Zamanın sesi koşar adımlarla ardımızdan yankılanıyor. Ne yazık ki, meşru kıldığımız tek şey hüzün. Ömür sayfamızı biriktirdikçe, yalnızlık ikliminin ayazına teslim oluyoruz. Reddediyoruz başkalarının tanımladığı; mutluluğu, sevinci.

Öyle ya!

Kendine derin bir uzaklık seçmişlerin, kalplerinin topraklarına onlarca inancını gömmüşlerin ve dişleri dökülmüş bütün ağızlarda aynı cümleye rastlarız. Onların dillerinden dökülen fısıltıyla şekillendiririz dünyayı ve insanı. Belki de bizi buna zorlayan yetimizin acizliğidir. Uzun denklemler kurarız ha bire; kirpikler ve ufuk çizgisi arasında. Damla damla eşiklere düşeriz.

Başkalarının mürekkebinden payımıza düşen ne varsa fazlasıyla özümser fazlasıyla kaderlerimizi bağlarız. Dünyanın kötülüğünü temize çekerek kendimize güvenli bir alan oluştururuz. İnsanın yegâne doyumsuzluğudur pay çıkarma.

════════════════

▶ _Görev listesi_
(1) Hüzün üzerine yazıda "Zamanın sesi koşar" sözlerinden "damla eşiklere düşeriz." sözlerine kadar olan bölümü aynen kopyalayın.
(2) Hüzün üzerine yazının devamını, son cümlesinden sonra gelecek şekilde yazın.
Sonraki satırlar, hüzün üzerine yazıdan bağımsız, ayrı bir malzemedir.

════════════════

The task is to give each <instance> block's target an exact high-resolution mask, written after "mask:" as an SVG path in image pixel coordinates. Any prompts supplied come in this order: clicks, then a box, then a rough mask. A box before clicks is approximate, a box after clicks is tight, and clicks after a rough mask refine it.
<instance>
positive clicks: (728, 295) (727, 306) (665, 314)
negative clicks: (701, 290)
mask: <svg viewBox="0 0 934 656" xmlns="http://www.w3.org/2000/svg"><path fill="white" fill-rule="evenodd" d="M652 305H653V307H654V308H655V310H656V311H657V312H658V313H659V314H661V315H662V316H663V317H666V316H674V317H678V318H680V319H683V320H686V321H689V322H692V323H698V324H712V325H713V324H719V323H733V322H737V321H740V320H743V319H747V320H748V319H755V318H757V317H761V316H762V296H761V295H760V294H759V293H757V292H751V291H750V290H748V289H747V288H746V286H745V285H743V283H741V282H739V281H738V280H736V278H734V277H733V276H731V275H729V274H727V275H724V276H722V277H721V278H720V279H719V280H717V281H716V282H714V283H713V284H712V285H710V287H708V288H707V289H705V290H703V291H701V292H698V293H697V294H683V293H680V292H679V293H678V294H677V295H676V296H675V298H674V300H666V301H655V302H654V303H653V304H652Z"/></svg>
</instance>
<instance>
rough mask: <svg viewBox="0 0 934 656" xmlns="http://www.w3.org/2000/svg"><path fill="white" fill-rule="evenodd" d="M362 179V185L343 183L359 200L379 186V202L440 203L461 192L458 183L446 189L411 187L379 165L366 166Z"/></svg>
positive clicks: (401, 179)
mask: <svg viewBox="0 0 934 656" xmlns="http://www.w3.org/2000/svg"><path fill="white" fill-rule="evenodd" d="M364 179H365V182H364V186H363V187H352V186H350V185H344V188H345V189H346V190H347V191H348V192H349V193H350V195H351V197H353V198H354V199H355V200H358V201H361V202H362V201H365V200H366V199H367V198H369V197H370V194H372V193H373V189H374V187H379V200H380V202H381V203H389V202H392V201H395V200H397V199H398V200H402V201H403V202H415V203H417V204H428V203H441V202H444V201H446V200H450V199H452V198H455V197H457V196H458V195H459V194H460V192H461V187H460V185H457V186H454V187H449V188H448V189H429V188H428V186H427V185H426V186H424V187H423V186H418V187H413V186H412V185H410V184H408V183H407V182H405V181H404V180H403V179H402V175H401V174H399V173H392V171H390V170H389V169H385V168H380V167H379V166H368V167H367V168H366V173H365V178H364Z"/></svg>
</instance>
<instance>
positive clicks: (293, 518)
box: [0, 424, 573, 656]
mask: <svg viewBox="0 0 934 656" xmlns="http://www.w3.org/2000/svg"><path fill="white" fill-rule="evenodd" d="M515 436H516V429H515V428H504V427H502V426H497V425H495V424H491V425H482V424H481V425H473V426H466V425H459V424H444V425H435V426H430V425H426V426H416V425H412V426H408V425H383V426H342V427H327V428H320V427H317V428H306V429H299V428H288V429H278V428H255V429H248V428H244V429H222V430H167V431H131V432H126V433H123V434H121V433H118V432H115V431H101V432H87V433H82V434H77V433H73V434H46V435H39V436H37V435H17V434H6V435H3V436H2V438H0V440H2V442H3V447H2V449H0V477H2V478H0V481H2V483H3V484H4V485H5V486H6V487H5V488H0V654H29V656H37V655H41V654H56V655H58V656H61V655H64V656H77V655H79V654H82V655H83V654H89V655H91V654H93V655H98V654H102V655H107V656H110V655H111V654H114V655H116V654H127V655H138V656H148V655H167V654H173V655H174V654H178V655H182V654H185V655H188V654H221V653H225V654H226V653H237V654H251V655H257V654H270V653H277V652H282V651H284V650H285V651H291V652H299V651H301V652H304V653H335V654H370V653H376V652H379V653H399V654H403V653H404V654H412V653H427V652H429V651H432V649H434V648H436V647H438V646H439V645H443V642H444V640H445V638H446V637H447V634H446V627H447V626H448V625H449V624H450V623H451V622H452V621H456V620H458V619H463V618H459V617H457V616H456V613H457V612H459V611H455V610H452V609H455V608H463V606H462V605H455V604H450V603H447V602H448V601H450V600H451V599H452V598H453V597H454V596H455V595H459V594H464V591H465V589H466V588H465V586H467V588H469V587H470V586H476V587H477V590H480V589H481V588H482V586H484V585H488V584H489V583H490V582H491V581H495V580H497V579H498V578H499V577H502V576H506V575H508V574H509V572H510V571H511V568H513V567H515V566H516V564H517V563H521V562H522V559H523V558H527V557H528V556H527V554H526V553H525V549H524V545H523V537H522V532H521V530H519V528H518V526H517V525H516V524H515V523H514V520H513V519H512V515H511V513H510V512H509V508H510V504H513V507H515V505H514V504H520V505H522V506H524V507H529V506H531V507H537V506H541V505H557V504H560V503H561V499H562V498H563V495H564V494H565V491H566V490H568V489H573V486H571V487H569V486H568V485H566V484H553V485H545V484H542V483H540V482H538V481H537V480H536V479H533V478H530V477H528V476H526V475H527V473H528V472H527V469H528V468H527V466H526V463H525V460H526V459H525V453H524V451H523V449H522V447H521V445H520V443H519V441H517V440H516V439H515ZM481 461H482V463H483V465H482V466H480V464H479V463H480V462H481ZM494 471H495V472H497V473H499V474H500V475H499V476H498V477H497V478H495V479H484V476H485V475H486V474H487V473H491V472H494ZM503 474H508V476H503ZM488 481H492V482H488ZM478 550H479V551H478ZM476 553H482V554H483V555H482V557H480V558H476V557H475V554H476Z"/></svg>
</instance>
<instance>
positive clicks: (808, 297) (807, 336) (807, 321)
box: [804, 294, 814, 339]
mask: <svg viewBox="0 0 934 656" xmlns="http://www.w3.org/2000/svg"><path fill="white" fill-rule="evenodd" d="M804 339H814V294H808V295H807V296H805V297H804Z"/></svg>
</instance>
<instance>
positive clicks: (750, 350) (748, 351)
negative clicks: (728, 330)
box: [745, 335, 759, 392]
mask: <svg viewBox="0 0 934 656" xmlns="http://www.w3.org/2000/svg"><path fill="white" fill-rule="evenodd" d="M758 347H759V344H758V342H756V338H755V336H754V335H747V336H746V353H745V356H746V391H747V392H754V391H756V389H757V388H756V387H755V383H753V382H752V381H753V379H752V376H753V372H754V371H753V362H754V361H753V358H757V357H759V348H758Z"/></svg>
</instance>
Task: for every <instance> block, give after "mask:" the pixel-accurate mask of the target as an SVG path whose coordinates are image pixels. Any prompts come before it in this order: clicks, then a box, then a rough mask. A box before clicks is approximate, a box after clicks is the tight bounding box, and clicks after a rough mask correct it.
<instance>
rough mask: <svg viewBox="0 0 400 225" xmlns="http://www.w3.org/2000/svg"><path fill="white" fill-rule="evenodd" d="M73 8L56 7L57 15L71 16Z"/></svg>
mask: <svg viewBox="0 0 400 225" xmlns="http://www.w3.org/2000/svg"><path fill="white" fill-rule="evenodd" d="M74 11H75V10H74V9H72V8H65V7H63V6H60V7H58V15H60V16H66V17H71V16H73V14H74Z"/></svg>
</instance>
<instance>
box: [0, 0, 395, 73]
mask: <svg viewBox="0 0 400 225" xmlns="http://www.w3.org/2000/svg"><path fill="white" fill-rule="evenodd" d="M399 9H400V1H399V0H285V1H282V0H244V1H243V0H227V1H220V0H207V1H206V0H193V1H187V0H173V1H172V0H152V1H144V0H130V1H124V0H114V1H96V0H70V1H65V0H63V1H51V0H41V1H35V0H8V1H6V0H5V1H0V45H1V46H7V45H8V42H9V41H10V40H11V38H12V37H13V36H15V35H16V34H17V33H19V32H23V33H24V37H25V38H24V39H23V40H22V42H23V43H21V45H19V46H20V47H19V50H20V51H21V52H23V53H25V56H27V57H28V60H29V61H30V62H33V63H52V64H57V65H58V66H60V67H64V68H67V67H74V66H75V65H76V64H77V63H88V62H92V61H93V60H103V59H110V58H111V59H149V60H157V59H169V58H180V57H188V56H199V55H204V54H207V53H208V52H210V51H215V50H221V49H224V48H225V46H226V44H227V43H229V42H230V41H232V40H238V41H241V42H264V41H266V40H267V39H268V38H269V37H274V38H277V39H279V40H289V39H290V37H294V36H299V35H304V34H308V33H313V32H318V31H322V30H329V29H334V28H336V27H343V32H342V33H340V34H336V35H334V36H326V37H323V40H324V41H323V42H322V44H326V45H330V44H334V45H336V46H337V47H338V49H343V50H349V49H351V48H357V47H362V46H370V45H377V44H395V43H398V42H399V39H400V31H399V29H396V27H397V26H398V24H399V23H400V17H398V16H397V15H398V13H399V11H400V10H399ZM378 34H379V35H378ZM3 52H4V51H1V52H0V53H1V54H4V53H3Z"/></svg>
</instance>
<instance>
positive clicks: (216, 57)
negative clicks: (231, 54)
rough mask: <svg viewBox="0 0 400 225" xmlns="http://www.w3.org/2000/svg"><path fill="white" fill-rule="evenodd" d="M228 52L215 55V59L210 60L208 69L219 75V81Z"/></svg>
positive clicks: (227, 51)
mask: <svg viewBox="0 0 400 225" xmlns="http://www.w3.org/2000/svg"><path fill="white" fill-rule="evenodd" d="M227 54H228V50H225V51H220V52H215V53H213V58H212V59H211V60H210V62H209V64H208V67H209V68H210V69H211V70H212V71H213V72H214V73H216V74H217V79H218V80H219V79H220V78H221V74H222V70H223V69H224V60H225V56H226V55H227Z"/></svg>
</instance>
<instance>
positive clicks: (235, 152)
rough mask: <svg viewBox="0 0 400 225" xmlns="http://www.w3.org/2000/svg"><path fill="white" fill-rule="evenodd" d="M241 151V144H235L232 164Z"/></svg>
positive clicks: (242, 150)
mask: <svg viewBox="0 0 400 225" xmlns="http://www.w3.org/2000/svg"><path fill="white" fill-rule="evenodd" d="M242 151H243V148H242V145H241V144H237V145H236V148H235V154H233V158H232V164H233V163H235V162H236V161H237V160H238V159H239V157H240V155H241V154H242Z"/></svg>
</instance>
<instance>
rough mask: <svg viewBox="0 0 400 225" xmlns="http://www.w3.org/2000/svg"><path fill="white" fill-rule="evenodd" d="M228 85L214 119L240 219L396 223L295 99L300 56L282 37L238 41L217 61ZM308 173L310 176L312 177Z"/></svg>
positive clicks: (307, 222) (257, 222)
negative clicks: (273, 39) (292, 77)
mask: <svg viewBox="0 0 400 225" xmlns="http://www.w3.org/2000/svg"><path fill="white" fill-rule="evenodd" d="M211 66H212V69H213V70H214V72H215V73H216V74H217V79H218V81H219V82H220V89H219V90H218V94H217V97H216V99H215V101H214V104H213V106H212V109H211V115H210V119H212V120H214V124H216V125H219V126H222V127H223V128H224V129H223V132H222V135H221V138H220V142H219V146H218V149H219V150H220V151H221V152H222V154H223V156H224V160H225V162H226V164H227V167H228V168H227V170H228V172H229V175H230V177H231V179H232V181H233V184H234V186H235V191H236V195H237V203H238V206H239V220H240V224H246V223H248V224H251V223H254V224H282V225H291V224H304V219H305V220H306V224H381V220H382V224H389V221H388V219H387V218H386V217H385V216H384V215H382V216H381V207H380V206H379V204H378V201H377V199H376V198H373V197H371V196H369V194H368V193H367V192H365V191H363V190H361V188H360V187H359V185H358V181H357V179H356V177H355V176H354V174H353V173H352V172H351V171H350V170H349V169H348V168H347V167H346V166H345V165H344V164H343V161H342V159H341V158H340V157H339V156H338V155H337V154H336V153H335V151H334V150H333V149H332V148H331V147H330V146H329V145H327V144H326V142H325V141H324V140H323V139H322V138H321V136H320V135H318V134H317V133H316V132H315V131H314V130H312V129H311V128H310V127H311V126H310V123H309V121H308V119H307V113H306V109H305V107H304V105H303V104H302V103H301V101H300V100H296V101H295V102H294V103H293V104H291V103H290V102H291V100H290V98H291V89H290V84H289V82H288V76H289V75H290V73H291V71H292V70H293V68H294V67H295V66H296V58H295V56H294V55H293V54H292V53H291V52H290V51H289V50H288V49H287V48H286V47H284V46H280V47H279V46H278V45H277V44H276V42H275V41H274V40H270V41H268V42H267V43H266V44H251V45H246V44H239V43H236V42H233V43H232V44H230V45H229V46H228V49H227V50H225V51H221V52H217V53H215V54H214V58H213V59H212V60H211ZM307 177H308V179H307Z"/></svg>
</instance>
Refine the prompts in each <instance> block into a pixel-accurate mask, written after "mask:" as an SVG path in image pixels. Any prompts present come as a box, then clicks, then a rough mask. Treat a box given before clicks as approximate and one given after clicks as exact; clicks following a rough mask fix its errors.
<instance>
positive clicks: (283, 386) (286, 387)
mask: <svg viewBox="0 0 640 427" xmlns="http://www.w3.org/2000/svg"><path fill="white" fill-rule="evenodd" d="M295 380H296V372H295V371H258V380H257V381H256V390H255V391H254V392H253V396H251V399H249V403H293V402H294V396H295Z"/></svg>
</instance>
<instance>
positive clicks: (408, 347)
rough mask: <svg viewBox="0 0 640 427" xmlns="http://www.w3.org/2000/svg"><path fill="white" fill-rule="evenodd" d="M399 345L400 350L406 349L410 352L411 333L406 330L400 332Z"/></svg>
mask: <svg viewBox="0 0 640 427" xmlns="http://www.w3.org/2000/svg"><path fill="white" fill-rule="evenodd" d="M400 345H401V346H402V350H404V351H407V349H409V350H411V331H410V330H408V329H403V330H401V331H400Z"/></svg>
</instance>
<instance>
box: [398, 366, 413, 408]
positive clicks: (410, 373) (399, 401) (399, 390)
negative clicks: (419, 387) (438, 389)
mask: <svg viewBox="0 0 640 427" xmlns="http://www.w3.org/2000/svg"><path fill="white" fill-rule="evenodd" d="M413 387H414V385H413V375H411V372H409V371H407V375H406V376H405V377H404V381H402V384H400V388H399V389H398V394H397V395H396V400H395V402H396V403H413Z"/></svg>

════════════════

▶ _Sıralı yanıtlar_
(1)
Zamanın sesi koşar adımlarla ardımızdan yankılanıyor. Ne yazık ki, meşru kıldığımız tek şey hüzün. Ömür sayfamızı biriktirdikçe, yalnızlık ikliminin ayazına teslim oluyoruz. Reddediyoruz başkalarının tanımladığı; mutluluğu, sevinci.

Öyle ya!

Kendine derin bir uzaklık seçmişlerin, kalplerinin topraklarına onlarca inancını gömmüşlerin ve dişleri dökülmüş bütün ağızlarda aynı cümleye rastlarız. Onların dillerinden dökülen fısıltıyla şekillendiririz dünyayı ve insanı. Belki de bizi buna zorlayan yetimizin acizliğidir. Uzun denklemler kurarız ha bire; kirpikler ve ufuk çizgisi arasında. Damla damla eşiklere düşeriz.

(2)
Her şey kendiyle konuşuyor aslında. Dağ kendine yüceliyor, ırmaklar sessizce ç’ağlıyor, yapraklar eylülle anlaşmalı dökülüyor, gök bazen bulutlu, kekeme yağmurlara direnemiyor. Bazen sağanak sağanak akıyor bazen de ışıl ışıl kuşlara özgürlüğün türküsünü söylüyor.

İnsan da öyle en çok kendisiyle konuşmayı yeğliyor. Büyüdükçe un ufak olan inancı direncini kırarken, kursağında yutkunduğu cümlelerle kalbine kesikler atıyor.

Ama bir yerlerde eksiklik var. Yaşamak denen şey bir tedirginliğe dönüştüğünde somut kavramlar üzerinde konuşuyoruz hep.
‘Hiç mi iyimserlik yok?’ Dediğinizi duyar gibiyim.

Olmaz mı? Bakmak ve görmek arasındaki fark gibi; göz bakar zihin görür. Sınandığımız zaman ayracında gerçeğin kapısından girmek isteyene, paslı kilitler bile büyülüdür.

Bu güceniklikten silkinmeliyiz. Yılların iniltisinden kurtulup hayatın kıpırdanışına ayak uydurmalıyız. Kalbimizden acıyı sökmeli ve artık dilimizde ki ‘ah’ kelimesini çıkarmalıyız.

Hiç düşünmeden genelleştirdiğimiz çoğu kavramı ezber edip ardına düşmüyoruz. Bakmak cazip geliyor sadece.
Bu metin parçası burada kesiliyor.